Okuma parçası:
_ _ _

Büyük oranlarda hayvan sürülerine sahip olan Türk boyları, bir taraftan kutlu saydıkları coğrafya ile uyum içerisinde hayatlarını idame ettirirken, diğer yandan öteki boylar ile “töre” gereği münasebetlerini geliştirirler. Çünkü aynı tarz yaşayışa sahip olan boylar, gerektiğinde sürülerini birleştirerek, tabii afetler, kuraklık, otlak darlığı vs. gibi durumlarda ya da düşmanlarının saldırıları karşısında, işbirliği yapmak zorundadır. Bu ve benzeri sebepler Türk konar-göçerlerini birlikte yaşamaya, tasa ve sevinçte birliğe, kısacası “millet” olma şuuruna götürür. Sınırları belirli bir coğrafya üzerinde siyasi örgütlenmeye giden milletin ortaya çıkardığı hükmi kişilik ise devlet olarak nitelendirilir.

Bugün yanlış olarak doğrudan doğruya milletin karşılığı olarak kullanılan “ulus”, aslında üzerinde halkın yaşadığı belirli bir idari taksimata ayrılmış toprak parçasıdır.130 Bu anlamıyla Türkler “ulus” veya “uluş” sözünü, eyalet anlamında kullanmışlardır. Ancak bu kavram dahi vatan ile milletin birbirinden ayrılmaz olduğunu göstermektedir. Türklerin devlet için “il” sözünü kullanması da bu anlayışı doğrular. Göktürk, Uygur ve Karahanlı çağında “il” kavramı doğrudan devlet sözünü karşılamıştır. Bu devlet, belirli sınırları olan, üzerinde halkın yaşadığı bir devlettir.

_ _ _

Sağlanan veriler:

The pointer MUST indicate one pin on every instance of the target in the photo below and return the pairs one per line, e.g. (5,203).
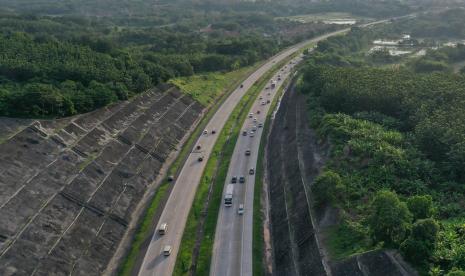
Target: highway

_ _ _

Verilen görev: Okuma parçasının "Büyük oranlarda hayvan" ile "devlet olarak nitelendirilir." arası (ikisi de dahil) bölümünü, "tabii afetler" ifadesini "doğal afetler" ile değiştirerek yeniden yazın.

Cevap:
Büyük oranlarda hayvan sürülerine sahip olan Türk boyları, bir taraftan kutlu saydıkları coğrafya ile uyum içerisinde hayatlarını idame ettirirken, diğer yandan öteki boylar ile “töre” gereği münasebetlerini geliştirirler. Çünkü aynı tarz yaşayışa sahip olan boylar, gerektiğinde sürülerini birleştirerek, doğal afetler, kuraklık, otlak darlığı vs. gibi durumlarda ya da düşmanlarının saldırıları karşısında, işbirliği yapmak zorundadır. Bu ve benzeri sebepler Türk konar-göçerlerini birlikte yaşamaya, tasa ve sevinçte birliğe, kısacası “millet” olma şuuruna götürür. Sınırları belirli bir coğrafya üzerinde siyasi örgütlenmeye giden milletin ortaya çıkardığı hükmi kişilik ise devlet olarak nitelendirilir.